== Records shown ==

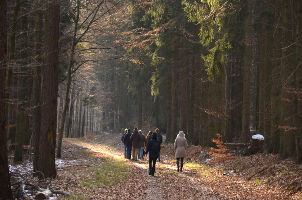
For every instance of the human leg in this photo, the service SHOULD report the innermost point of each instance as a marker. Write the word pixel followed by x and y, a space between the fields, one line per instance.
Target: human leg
pixel 129 152
pixel 153 167
pixel 141 151
pixel 181 163
pixel 125 151
pixel 150 166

===

**Short task**: Rewrite all of the lines above with each "human leg" swapped for "human foot", keeping everything else unchanged and leaving out the pictures.

**Result for this task**:
For every instance of the human foot in this photo, the service SHOULD report the innermost point of each instance as a marker. Write the word pixel followed by x and y, a space between the fields, one line per instance.
Target: human foot
pixel 129 152
pixel 153 167
pixel 141 151
pixel 181 163
pixel 125 151
pixel 150 166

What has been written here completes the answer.